>>>
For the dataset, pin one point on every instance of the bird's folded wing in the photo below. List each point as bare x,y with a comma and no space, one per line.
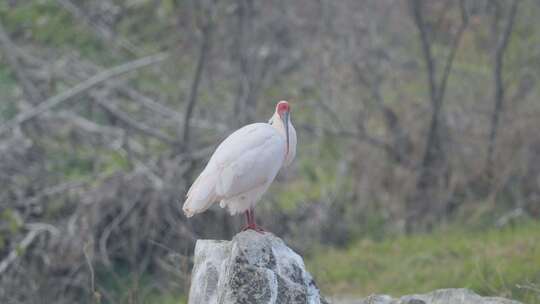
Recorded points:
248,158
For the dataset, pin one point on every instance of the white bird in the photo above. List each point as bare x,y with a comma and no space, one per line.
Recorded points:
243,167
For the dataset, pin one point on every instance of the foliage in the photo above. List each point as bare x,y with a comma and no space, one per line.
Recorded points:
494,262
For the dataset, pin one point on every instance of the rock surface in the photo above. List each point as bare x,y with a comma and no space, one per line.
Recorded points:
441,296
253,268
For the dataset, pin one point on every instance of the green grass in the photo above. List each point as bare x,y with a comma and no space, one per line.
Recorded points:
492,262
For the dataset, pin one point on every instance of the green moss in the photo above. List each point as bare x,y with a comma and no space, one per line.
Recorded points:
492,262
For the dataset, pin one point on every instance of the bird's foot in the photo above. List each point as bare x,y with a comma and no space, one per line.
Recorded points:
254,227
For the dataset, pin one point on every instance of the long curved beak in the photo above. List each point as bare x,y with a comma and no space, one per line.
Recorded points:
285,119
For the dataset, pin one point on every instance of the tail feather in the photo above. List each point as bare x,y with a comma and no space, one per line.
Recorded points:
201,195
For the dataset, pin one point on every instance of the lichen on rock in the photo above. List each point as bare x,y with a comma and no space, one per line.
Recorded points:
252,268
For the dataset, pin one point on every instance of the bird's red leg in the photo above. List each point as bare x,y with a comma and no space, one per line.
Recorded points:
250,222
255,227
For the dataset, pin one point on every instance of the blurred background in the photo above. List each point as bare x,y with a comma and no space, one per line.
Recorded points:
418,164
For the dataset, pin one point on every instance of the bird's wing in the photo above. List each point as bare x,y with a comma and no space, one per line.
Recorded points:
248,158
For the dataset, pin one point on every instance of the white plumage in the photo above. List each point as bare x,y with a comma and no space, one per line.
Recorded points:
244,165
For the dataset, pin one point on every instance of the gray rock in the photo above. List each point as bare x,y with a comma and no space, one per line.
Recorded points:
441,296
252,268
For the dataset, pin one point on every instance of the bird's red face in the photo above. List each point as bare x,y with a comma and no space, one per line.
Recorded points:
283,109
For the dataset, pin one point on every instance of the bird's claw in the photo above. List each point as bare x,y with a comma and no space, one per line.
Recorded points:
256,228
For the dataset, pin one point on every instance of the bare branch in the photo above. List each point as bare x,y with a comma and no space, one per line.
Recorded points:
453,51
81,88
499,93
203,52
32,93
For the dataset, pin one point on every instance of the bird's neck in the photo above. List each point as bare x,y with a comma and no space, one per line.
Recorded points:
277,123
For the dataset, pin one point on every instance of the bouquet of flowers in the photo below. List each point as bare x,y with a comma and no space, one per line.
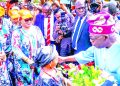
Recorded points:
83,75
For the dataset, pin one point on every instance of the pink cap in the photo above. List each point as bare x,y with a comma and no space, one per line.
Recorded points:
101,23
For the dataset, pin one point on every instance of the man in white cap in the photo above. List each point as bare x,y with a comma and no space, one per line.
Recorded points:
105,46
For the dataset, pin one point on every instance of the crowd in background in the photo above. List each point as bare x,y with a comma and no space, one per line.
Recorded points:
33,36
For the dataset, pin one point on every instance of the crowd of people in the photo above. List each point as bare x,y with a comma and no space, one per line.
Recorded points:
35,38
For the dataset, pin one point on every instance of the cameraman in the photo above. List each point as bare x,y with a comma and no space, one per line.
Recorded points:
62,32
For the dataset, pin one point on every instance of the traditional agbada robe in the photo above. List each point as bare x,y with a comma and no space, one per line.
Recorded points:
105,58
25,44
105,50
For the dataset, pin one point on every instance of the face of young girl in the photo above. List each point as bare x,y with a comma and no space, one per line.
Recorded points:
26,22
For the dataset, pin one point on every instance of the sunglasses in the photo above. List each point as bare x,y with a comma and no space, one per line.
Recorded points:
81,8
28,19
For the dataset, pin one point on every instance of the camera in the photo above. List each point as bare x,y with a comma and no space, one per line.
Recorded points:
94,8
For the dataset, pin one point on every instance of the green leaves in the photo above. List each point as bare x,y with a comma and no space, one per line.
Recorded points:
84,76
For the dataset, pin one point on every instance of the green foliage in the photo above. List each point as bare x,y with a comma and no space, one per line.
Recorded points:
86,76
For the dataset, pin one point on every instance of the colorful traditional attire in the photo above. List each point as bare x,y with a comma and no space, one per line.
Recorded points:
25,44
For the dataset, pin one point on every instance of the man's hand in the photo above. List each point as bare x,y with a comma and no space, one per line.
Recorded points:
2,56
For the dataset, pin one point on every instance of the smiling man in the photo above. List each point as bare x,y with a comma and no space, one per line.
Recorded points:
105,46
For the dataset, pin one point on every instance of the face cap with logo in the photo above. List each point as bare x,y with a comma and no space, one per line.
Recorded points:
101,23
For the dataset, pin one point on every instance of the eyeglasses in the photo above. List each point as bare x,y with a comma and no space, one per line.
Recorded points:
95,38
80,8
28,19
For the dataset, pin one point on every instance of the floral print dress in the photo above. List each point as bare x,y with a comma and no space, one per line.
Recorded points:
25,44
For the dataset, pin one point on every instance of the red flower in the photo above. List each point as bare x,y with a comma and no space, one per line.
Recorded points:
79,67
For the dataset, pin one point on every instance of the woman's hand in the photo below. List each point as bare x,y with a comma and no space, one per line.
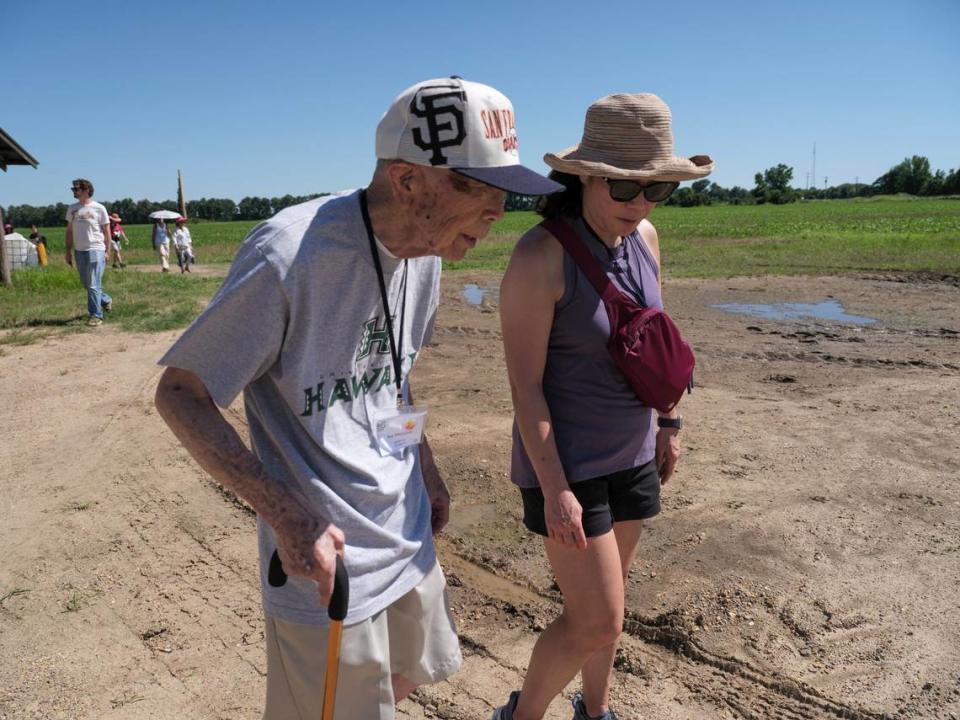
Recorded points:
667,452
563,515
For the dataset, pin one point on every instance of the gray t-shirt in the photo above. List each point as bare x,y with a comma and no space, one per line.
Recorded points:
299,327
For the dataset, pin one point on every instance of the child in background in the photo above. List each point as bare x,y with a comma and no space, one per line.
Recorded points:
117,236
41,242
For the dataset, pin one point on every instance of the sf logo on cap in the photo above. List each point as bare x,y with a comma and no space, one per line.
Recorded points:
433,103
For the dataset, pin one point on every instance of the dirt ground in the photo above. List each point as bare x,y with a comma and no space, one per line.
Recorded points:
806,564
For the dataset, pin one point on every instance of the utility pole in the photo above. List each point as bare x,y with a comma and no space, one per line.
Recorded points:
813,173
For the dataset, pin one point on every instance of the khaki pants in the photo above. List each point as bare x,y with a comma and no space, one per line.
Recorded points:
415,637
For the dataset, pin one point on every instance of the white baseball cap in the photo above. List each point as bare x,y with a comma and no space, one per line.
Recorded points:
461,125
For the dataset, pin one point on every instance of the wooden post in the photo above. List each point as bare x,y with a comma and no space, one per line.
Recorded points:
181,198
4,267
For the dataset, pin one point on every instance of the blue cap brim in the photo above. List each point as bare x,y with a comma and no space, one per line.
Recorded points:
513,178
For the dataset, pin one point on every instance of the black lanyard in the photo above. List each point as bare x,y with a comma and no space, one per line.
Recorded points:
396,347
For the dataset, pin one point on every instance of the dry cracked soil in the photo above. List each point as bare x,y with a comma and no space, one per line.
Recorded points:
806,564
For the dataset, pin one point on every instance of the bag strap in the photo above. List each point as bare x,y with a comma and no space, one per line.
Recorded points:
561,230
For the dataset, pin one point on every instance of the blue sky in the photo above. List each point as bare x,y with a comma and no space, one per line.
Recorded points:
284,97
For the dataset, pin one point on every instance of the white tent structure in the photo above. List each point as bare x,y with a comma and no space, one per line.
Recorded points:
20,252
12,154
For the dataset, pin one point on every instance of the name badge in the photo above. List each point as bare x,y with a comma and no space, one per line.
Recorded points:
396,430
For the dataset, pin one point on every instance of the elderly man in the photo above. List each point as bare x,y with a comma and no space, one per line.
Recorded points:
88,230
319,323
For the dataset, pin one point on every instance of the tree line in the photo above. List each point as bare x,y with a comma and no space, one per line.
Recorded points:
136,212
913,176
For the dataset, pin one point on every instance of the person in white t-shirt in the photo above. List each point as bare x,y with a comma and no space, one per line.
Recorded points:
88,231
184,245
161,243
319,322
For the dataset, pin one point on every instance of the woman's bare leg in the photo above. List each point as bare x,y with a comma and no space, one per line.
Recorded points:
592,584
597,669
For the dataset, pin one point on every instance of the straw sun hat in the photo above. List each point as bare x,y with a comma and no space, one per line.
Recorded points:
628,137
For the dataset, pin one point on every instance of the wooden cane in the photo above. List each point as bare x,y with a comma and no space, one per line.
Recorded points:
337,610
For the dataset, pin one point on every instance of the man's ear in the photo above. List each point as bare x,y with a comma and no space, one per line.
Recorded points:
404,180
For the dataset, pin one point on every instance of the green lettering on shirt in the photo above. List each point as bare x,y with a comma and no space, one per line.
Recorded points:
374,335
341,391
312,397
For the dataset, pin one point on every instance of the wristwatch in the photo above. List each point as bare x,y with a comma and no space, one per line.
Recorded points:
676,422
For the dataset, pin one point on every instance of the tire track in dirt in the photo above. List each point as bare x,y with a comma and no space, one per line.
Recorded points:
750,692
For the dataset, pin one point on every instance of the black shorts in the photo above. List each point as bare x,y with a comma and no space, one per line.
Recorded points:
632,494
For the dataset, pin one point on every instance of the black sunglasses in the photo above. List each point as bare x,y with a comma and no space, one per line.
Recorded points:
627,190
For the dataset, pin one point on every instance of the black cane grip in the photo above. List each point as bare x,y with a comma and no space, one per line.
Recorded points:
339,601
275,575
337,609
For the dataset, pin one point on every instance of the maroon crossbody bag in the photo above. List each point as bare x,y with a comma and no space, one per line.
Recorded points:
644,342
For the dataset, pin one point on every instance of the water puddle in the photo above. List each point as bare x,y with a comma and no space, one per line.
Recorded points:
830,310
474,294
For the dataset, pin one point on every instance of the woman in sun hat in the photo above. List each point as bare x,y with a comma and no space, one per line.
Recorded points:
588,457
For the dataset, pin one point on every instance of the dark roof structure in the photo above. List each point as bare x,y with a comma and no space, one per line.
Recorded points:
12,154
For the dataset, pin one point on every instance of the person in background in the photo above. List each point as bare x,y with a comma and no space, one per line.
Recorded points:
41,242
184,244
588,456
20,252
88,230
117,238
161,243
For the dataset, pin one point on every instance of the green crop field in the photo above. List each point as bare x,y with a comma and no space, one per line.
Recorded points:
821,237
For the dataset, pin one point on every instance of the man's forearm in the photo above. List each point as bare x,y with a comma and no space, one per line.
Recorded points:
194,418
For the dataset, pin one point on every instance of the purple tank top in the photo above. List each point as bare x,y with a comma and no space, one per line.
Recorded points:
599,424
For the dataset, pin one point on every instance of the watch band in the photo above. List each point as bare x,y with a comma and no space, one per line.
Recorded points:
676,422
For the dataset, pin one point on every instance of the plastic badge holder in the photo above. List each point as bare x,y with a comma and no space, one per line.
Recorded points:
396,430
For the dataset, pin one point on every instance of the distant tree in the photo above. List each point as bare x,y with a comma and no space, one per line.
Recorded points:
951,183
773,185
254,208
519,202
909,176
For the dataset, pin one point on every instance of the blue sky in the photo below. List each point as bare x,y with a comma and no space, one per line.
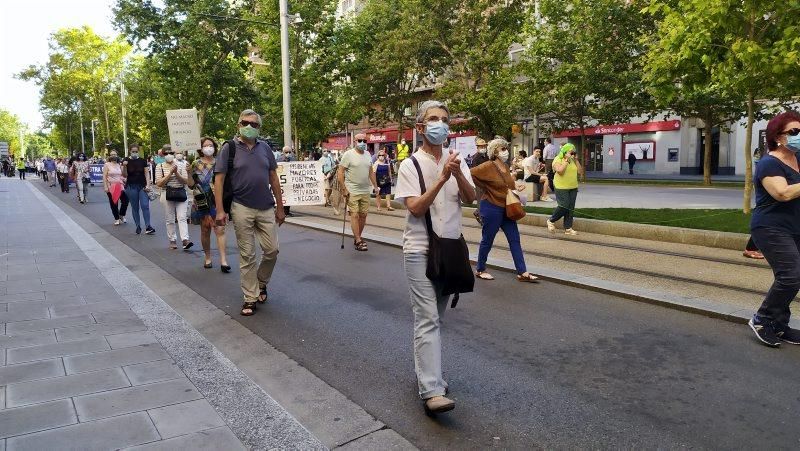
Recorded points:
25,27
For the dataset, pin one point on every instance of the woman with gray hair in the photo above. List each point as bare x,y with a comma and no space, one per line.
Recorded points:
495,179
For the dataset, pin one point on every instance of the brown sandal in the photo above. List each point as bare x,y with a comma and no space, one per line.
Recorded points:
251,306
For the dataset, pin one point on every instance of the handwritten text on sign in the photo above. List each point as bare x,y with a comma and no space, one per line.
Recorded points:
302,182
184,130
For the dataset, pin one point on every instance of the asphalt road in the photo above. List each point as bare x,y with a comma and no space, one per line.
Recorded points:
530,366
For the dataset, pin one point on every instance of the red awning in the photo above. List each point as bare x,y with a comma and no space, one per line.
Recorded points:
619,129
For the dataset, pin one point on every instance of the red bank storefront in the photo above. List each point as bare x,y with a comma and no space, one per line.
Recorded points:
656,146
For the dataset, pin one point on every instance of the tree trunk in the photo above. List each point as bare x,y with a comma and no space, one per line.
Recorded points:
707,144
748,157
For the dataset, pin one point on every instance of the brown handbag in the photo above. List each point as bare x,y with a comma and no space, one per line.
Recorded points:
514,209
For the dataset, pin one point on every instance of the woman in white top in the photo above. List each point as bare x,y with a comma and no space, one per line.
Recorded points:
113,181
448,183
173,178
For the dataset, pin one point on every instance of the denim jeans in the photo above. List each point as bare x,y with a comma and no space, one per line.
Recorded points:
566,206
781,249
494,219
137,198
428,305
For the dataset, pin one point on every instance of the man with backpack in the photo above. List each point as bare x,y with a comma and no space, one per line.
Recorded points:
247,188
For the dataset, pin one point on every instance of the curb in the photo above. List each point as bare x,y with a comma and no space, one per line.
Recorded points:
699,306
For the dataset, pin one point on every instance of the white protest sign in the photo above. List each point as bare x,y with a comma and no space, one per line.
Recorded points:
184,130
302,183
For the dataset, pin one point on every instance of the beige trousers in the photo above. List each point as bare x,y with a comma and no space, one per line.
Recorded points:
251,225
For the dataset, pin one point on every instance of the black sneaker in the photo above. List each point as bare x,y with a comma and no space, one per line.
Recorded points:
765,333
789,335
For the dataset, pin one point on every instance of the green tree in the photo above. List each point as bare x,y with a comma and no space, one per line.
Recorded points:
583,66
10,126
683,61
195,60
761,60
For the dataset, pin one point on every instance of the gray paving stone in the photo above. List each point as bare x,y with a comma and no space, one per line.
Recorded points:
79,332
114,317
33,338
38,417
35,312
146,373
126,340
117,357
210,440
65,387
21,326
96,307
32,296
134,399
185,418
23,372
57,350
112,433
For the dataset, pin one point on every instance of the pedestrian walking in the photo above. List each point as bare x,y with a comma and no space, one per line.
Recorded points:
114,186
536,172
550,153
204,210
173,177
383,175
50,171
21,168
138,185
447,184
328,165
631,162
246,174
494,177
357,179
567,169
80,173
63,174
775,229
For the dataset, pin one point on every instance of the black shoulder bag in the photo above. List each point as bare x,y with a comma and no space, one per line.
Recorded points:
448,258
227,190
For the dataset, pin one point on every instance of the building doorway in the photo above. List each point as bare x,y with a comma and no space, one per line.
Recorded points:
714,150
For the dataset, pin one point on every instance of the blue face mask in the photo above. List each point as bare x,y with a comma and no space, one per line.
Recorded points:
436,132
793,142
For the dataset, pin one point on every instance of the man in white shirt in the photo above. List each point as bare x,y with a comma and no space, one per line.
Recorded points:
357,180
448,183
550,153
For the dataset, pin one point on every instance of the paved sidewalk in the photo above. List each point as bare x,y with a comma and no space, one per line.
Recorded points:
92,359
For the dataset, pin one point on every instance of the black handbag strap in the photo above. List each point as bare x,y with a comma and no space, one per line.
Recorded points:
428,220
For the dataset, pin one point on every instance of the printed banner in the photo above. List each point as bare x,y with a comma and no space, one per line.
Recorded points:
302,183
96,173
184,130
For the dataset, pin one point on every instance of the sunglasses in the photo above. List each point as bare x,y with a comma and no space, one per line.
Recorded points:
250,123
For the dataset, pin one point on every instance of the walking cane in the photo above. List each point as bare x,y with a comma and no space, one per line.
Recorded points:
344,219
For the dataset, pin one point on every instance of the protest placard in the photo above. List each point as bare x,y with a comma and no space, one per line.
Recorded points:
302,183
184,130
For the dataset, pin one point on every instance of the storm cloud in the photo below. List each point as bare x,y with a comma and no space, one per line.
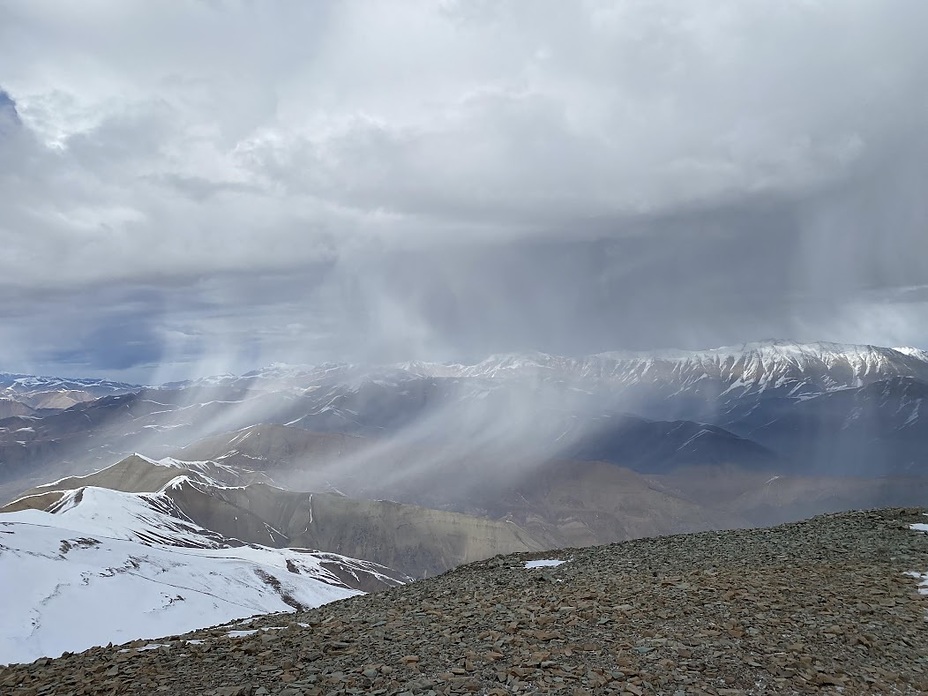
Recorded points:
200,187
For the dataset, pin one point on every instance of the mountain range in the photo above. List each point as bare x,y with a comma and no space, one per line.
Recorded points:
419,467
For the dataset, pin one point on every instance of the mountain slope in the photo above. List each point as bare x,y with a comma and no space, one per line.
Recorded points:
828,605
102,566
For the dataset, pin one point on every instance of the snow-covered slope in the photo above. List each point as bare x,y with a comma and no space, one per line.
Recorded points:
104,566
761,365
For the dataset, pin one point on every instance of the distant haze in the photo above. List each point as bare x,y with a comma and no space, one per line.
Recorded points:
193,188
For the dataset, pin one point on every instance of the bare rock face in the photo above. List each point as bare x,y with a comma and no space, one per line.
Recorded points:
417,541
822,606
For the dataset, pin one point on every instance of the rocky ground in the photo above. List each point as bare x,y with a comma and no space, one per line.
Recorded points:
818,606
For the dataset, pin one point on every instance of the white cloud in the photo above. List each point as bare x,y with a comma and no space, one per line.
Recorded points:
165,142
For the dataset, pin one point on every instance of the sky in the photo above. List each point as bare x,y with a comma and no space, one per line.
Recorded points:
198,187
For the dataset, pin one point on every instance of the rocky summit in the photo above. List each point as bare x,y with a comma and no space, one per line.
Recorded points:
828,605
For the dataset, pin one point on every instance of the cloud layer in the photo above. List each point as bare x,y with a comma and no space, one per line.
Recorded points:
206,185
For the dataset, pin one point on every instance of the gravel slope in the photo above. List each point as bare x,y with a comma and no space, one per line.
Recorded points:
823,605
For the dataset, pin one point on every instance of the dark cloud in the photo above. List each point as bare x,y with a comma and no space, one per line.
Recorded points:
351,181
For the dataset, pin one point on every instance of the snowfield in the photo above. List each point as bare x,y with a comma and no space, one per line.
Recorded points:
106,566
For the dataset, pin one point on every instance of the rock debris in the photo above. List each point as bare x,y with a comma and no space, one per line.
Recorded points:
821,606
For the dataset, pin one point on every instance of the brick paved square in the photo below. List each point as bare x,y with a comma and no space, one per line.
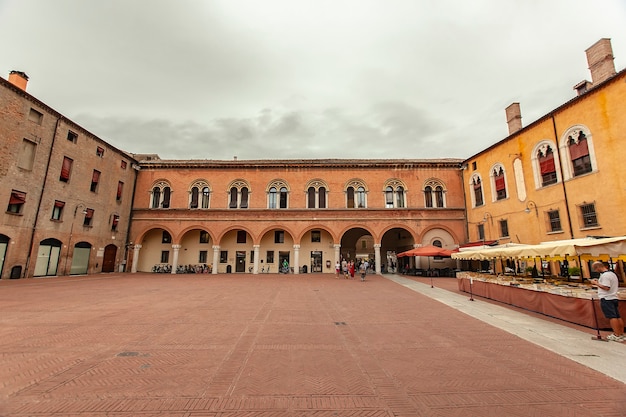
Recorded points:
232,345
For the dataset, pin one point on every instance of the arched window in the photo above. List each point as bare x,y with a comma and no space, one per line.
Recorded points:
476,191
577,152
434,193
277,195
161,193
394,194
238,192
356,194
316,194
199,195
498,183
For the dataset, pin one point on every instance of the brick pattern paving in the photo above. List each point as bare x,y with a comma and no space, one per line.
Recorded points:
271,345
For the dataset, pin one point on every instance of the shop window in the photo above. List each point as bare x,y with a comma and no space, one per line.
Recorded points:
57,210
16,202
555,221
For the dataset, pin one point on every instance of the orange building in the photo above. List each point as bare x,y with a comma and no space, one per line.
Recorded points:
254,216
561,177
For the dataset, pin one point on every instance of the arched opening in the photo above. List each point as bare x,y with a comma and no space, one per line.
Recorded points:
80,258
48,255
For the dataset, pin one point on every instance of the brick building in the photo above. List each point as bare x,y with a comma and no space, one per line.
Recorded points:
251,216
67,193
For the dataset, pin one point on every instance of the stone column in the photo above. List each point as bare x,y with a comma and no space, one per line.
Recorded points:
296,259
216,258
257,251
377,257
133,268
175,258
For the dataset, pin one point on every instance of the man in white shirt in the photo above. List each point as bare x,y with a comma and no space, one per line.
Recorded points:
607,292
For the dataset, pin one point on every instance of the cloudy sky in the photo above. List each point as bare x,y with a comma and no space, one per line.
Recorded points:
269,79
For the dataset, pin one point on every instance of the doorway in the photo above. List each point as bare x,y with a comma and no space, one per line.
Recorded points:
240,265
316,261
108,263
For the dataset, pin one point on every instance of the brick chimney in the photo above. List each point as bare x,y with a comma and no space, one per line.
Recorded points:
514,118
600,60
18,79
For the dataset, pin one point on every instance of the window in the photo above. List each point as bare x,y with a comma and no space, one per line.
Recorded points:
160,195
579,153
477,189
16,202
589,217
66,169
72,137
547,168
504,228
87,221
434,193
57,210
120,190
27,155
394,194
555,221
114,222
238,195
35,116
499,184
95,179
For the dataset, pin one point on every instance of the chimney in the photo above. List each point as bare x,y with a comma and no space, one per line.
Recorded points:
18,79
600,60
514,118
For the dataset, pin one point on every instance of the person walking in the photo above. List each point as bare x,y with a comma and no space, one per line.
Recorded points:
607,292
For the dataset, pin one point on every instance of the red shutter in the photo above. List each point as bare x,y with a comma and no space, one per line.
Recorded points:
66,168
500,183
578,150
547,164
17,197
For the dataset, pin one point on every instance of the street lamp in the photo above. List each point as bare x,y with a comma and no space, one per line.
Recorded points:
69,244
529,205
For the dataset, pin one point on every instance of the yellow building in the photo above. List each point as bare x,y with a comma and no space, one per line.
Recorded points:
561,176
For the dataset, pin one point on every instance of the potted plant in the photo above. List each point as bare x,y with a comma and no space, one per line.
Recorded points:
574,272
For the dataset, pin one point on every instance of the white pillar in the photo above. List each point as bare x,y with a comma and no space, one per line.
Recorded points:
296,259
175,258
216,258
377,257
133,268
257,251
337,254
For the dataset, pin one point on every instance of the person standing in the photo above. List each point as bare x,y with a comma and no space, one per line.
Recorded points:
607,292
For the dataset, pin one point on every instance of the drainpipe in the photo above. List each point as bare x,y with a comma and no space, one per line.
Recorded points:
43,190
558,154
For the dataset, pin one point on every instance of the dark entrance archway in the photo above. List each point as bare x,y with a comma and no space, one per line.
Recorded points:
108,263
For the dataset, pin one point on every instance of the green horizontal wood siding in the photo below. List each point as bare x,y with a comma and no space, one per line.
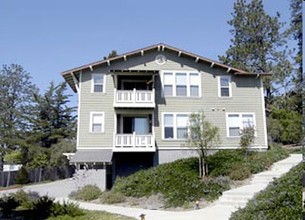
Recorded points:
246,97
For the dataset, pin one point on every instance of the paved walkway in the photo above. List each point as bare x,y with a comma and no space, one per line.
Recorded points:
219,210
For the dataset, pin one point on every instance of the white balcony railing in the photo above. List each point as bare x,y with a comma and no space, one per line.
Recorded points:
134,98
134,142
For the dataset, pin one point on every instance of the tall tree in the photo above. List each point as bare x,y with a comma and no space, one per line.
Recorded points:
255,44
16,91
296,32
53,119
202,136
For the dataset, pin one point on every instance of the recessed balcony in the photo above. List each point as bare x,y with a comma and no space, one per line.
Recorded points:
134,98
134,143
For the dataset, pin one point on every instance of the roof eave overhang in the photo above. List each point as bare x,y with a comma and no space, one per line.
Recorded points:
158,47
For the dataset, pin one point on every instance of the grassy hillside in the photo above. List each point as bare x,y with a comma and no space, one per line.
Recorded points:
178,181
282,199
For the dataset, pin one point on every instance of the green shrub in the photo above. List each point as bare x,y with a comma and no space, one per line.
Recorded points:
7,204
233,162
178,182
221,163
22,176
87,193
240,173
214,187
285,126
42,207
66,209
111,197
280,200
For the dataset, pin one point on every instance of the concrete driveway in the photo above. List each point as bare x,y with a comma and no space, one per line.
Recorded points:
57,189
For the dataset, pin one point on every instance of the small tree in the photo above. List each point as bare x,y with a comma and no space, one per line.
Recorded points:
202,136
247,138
<<<
### [WHAT IS BEING ASKED]
The line above containing "of the maroon", the line containing "of the watch", and every line between them are to be transcribed exactly; no other line is wanted.

### [RESPONSE FOR THIS EXERCISE]
For the dataset, pin one point on every instance of the maroon crossbody bag in the photo above. List each point as bare x,y with a comma and no space, one per line.
Recorded points:
644,342
For the dataset, pin one point on every instance of the water puddle in the photo above. List each point as bare x,y with a comma and no space, one per line.
Recorded points:
830,310
474,294
For the dataset, pin one point on every instance of the woman in sun hat in the photo above. List each point as bare x,y with a comma and no space, one per line.
Recorded points:
588,457
For the dataset, pin one point on every instance of the dark roof structure in the photo above. List each point as bare x,y with a comma and no space, one per line.
Recorded points:
12,154
For the dataset, pin one point on every instance of the person in background in the photo above. List each point as bare x,y with a comma and no space, one per line.
Recorded points:
41,242
184,244
588,456
20,252
88,230
117,238
161,243
For the dataset, pin one point on every instance of the green crop field in the photo above. List each point as bare x,y with a comma and no space, one per line.
Recorded points:
821,237
For the dataset, pin one point on every instance of the man's forearm in the photo above. List each point as bare x,y with a comma and no space, one per line.
Recorded points:
194,418
For the dataset, pin one point on every instance of the purple tank top in the photo above. List each point as bare x,y with a comma and no space, one per line.
Recorded points:
599,424
For the dataset, pin one point on every instance of the watch band in the photo above. List each point as bare x,y with a comma and no space, one per line.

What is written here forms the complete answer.